Testo fornito
Brindisi, 06/09/2007
Partito Democratico: intervento di Giuseppe Romano (DS)
Il vicepresidente del gruppo consiliare dei Democratici di Sinistra, Giuseppe Romano, ha diffuso il seguente intervento:
Molti di noi, entrati nella cosiddetta seconda repubblica, percepirono le difficoltà dei meccanismi di selezione delle classi dirigenti da impegnare nelle istituzioni; l’egoismo identitario aveva una maggiore capacità attrattiva rispetto alle esigenze generali del progetto della coalizione.
Ricordo la fatica per chiudere le candidature della “gioiosa macchina da guerra”, fatica che è andata crescendo con l’aumentare dei soggetti politici in campo.
Le esperienze di governo di molte Amministrazioni locali nate dopo la introduzione della elezione diretta, se da un lato accentuarono i distinguo dentro le coalizioni, dall’altro, proprio sul governo concreto della “società complessa”, resero stringente la necessità di costruire un soggetto politico che si proponesse come casa comune dei riformisti che oggi militano in partiti diversi e non soltanto del centro-sinistra.
“Il sogno” della seconda metà del decennio passato incomincia a prendere corpo quando si abbandona l’idea del soggetto politico che annette e si intraprende la strada delle culture riformiste che si contaminano.
Il Partito Democratico diventa così progetto politico quando i due maggiori partiti del centro-sinistra, DS e Margherita, deliberano con la solennità congressuale il loro scioglimento.
Il perché del Partito Democratico è chiaro a tutti: dare senso ai continui richiami del Presidente Napolitano sul distacco dei cittadini non da questo o quel partito ma dalla politica, rispondere a tutte le rabbie sociali ed ai corporativismi con una politica che riparte ed impone l’interesse generale, la politica che ritorna a suscitare passioni, e risponde agli egoismi rimotivando un impegno sociale, la politica che tiene insieme due culture, quella della fratellanza e quella della solidarietà, la politica che rilancia il tema della laicità dello Stato come risposta alla complessità dei bisogni .
Il come riuscirci, ed è questo il tema di oggi, rischia di trasformare il sogno in un incubo, quello di un clamoroso fallimento che potrebbe sfasciare partiti ed Istituzioni e produrre, invece di contaminazione feconda fra culture, ulteriori divisioni e steccati.
Il non avere ancora sedi deputate alla discussione ed al confronto, ha reso la riflessione più difficile proprio perché le diverse visioni sono state proposte in modo eccessivamente radicale: dicotomia fra società civile e società politica, leaderismo, programma, rinnovamento delle classi dirigenti, democrazia e partecipazione.

[Voci salvate da una raccolta]

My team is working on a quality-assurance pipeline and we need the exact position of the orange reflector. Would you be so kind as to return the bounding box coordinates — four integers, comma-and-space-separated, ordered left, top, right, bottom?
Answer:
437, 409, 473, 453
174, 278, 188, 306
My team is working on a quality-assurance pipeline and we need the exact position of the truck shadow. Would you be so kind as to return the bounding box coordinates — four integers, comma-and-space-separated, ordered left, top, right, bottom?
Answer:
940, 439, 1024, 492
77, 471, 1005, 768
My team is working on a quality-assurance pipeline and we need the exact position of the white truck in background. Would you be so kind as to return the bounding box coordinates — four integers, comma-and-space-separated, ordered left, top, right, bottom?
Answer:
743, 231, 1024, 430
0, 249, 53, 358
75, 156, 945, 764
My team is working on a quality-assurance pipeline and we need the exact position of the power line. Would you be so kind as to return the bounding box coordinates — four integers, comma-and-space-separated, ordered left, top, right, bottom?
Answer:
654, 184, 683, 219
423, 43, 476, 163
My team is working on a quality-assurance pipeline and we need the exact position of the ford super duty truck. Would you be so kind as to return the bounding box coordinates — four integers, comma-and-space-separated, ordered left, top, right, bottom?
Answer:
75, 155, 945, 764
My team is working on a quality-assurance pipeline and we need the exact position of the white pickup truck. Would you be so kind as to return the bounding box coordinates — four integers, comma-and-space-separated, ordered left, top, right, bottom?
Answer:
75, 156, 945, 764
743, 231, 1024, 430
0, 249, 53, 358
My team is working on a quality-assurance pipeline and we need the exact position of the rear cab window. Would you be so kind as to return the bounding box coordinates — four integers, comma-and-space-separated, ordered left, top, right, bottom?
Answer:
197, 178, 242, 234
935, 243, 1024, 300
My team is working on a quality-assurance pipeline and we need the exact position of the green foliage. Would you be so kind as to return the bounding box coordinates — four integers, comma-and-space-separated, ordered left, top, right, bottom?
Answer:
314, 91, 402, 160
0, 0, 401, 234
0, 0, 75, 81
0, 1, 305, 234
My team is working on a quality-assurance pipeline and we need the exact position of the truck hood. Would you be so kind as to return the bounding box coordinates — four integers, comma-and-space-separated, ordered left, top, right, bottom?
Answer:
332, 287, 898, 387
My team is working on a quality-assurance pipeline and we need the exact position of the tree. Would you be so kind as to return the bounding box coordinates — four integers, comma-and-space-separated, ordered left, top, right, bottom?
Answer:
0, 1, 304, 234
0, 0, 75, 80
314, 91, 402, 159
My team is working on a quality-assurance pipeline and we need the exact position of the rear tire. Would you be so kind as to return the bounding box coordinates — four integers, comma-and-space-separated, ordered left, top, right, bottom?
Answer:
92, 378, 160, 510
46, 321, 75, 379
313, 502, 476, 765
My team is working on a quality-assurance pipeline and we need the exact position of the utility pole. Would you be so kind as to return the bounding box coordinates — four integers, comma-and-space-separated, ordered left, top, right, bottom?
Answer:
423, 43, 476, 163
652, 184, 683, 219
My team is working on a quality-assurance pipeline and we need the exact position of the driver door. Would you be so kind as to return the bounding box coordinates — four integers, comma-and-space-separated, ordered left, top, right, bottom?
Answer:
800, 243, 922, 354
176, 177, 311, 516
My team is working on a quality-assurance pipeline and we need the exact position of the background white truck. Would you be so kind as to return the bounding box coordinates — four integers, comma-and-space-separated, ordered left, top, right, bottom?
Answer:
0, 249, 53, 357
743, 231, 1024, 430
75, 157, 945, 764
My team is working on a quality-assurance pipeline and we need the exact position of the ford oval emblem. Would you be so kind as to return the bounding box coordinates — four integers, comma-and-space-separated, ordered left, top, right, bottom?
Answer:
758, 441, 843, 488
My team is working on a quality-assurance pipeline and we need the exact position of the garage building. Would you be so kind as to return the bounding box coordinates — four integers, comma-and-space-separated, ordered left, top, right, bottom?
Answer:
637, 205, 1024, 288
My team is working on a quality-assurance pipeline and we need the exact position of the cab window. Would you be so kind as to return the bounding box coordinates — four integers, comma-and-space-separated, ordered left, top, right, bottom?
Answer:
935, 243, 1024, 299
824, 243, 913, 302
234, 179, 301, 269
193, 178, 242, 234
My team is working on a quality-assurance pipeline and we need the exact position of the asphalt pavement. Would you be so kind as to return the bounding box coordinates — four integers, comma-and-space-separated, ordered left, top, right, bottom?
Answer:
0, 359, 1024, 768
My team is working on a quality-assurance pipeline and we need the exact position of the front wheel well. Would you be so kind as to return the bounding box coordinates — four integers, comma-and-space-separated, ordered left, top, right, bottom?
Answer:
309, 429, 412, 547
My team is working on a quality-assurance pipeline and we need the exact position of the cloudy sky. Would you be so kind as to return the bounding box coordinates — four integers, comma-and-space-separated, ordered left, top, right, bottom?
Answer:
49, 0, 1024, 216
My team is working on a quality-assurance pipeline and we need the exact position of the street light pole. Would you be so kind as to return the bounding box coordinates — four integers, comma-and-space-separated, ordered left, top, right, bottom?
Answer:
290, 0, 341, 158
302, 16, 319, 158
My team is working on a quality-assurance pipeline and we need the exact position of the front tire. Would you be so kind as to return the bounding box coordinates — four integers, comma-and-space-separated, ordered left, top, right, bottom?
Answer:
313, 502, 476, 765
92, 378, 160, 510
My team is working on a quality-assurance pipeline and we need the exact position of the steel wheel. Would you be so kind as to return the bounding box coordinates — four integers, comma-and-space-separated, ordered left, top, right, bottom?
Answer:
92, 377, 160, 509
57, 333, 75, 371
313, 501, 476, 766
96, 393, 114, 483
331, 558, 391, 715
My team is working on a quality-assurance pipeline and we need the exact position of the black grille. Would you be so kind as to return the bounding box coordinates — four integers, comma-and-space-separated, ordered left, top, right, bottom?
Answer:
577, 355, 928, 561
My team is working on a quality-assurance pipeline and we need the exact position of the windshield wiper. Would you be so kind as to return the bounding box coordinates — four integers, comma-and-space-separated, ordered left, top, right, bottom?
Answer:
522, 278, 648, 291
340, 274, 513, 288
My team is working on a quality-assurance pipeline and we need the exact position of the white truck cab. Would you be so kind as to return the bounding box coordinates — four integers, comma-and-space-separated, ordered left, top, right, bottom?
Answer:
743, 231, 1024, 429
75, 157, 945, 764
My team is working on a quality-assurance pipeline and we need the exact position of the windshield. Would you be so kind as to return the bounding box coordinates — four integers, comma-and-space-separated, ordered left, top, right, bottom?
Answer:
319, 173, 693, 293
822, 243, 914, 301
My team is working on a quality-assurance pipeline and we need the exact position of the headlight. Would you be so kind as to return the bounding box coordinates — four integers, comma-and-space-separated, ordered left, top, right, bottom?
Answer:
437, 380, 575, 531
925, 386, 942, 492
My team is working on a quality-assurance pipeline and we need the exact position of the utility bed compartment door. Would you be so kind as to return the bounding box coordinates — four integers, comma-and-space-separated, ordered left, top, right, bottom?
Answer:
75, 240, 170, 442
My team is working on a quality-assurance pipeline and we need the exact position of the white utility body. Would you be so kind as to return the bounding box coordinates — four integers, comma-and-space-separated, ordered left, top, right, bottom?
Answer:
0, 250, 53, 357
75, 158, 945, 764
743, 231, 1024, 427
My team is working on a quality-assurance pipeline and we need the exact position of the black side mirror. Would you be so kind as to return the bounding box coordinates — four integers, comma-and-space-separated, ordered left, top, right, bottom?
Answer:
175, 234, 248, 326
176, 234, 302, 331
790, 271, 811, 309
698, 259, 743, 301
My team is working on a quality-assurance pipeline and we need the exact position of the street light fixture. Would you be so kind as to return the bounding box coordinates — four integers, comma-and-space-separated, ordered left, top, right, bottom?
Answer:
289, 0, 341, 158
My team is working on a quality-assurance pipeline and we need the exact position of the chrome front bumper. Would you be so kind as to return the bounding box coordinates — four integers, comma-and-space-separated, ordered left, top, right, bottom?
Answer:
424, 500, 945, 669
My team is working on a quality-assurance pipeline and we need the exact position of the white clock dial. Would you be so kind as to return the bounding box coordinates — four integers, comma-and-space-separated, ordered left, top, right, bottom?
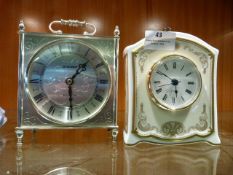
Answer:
26, 40, 111, 124
148, 55, 202, 110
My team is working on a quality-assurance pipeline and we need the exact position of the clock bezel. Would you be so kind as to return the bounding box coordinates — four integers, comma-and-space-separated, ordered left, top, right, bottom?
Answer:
147, 54, 202, 111
24, 38, 113, 126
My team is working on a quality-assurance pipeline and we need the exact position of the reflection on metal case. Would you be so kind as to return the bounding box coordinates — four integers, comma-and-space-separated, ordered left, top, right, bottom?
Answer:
16, 20, 120, 144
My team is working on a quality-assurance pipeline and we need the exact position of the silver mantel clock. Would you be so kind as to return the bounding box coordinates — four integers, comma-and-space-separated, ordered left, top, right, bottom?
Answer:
124, 32, 220, 144
16, 20, 119, 144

Elenco dei compiti
A – Rispondi a queste domande sull'intervento sul Partito Democratico:
(i) Chi ha diffuso l'intervento e che carica ricopre?
(ii) Quali due partiti del centro-sinistra hanno deciso il proprio scioglimento?
(iii) Quali due culture tiene insieme la politica descritta nel testo?
B – Riporta parola per parola il passo dell'intervento sul Partito Democratico compreso tra "Brindisi, 06/09/2007" e "progetto della coalizione.", estremi inclusi.
C – Prosegui l'intervento sul Partito Democratico dal punto in cui si ferma.

Risposte per compito
A –
(i) Giuseppe Romano, vicepresidente del gruppo consiliare dei Democratici di Sinistra.
(ii) DS e Margherita.
(iii) Quella della fratellanza e quella della solidarietà.

B –
Brindisi, 06/09/2007
Partito Democratico: intervento di Giuseppe Romano (DS)
Il vicepresidente del gruppo consiliare dei Democratici di Sinistra, Giuseppe Romano, ha diffuso il seguente intervento:
Molti di noi, entrati nella cosiddetta seconda repubblica, percepirono le difficoltà dei meccanismi di selezione delle classi dirigenti da impegnare nelle istituzioni; l’egoismo identitario aveva una maggiore capacità attrattiva rispetto alle esigenze generali del progetto della coalizione.

C –
Anche il tema della stabilità delle esperienze di governo del centro-sinistra a tutti i livelli a me pare una preoccupazione forzata atteso che il PD nasce anche per marcare meglio il profilo riformista delle attuali esperienze di governo e per assicurare maggiore stabilità politica.
Il confronto purtroppo, è quasi esclusivamente esterno e le regole che ci siamo date, più che aiutare, alla prova dei fatti si stanno rivelando un impiccio, una ulteriore ingessatura.
Ma “Pacta Sunt servanda” e cambiare regole nel corso d’opera può produrre danni.
Il PD nasce per dare nuovo senso alla partecipazione democratica ed allora le Assemblee costituenti che eleggeremo il 14 ottobre diventeranno le sedi deputate a decidere statuto, carta dei valori, programmi, regole di vita interna.
Per questo ritengo impropria la discussione sul PD partito del Leader e forzata la richiesta ai candidati segretari d’un compiuto merito programmatico.
Personalmente do molta importanza alle candidature per la Assemblea costituente; è lì che si vedrà plasticamente se la contaminazione, se l’incontro tra culture politiche, se la società civile sono state raggiunte ed hanno accolto la sfida del PD come nuovo soggetto politico.
Sento crescere una sorta di delusione mista a preoccupazione che potrebbe trasformare l’appuntamento del 14 ottobre in una legittimazione della somma di ciò che siamo oggi.
Sarebbe grave se anche questa fase si dovesse vivere con lo stato d’animo con cui i militanti e gli elettori dei soggetti costituenti il PD hanno vissuto i rispettivi congressi di scioglimento.
Soprattutto la militanza proprio perché vissuta da tanti dirigenti come una identità civile, come un impegno concreto e quotidiano, ha bisogni di rassicurazioni.
Ma anche i tanti elettori dell’Unione, i ragazzi e le ragazze che ci accusano di avere la testa troppo rivolta all’indietro e che guardano con fiducia al PD, chiedono identica rassicurazione.
Non è facile ma è possibile fare sintesi se diventa forte il messaggio che non si sta cambiando partito, che non si sta tradendo una storia importante ma che si sta tentando di costruire qualcosa di di importante ed utile per il futuro della nostra Democrazia.
La mia generazione dovrebbe ritrovare lo smalto e la passione che la coinvolse in modo totalizzante la fine degli anni sessanta.
Per parte mia ritengo un dovere rassicurare rapporti, relazioni, storie di vita vissuta che mi hanno dato fiducia in tutti questi anni di militanza politica.
Voglio convincervi che la sfida è costruire una grande forza politica della quale riconoscere le grandi culture riformiste del paese.
Queste riflessioni, oggi, mi portano ad aderire al programma di “A sinistra per Veltroni”, convinto che il 15 ottobre i primi vagiti del Pd daranno vita alla vera contaminazione tra riformismi di matrice culturale diversa.